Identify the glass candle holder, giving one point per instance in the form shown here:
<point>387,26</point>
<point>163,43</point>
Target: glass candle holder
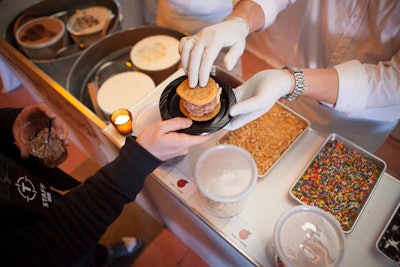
<point>122,121</point>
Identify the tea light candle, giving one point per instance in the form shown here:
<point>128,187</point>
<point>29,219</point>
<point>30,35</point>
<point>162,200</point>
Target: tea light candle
<point>122,121</point>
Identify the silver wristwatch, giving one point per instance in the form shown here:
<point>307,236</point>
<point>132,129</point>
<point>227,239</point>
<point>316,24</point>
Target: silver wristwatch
<point>299,83</point>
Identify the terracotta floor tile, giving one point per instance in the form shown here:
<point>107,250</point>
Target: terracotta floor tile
<point>166,250</point>
<point>191,259</point>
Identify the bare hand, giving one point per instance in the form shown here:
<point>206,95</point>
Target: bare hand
<point>162,140</point>
<point>30,113</point>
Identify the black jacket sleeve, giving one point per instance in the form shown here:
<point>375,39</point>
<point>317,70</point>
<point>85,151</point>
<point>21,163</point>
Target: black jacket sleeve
<point>72,227</point>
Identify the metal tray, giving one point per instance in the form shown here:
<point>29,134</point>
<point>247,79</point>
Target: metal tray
<point>339,179</point>
<point>58,67</point>
<point>391,232</point>
<point>266,138</point>
<point>114,47</point>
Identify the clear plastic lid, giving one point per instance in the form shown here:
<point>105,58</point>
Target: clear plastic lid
<point>309,236</point>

Work instructions:
Look through the listing, and copy each line that contains the word "shown".

Solved problem:
Identify the glass candle holder, giving one point per instance in the form shown here:
Identify the tea light candle, giving one point per instance in the form shown here:
Identify the silver wristwatch, giving one point per instance in the form shown here:
Identify the terracotta floor tile, giving one point per instance in the form shown here:
Identify the bare hand, giving one point per instance in the form shown here:
Identify the black jacket sleeve, giving one point per instance in the form shown here:
Identify the metal tray, giving one point per instance in the form shown here:
Identify the clear plastic lid, giving one point per instance in the form shown here:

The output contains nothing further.